Records from a collection
_ _ _

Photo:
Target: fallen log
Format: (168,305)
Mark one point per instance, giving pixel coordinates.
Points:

_ _ _

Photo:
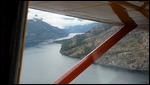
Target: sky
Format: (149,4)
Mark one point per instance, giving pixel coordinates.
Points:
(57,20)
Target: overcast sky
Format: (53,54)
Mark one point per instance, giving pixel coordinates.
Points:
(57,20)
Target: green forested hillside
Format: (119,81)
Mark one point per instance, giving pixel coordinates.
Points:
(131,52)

_ _ _

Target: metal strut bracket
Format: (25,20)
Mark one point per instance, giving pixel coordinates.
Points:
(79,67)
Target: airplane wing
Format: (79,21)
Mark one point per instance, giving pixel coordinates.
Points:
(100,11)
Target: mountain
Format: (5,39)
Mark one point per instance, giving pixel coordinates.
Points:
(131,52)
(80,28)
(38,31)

_ _ _

What the task requires
Report each line in the rows above that contains the word "Format", copying every such line in full.

Answer below
Format: (168,305)
Format: (149,4)
Format: (53,54)
Format: (119,81)
Format: (25,20)
Format: (79,21)
Format: (5,39)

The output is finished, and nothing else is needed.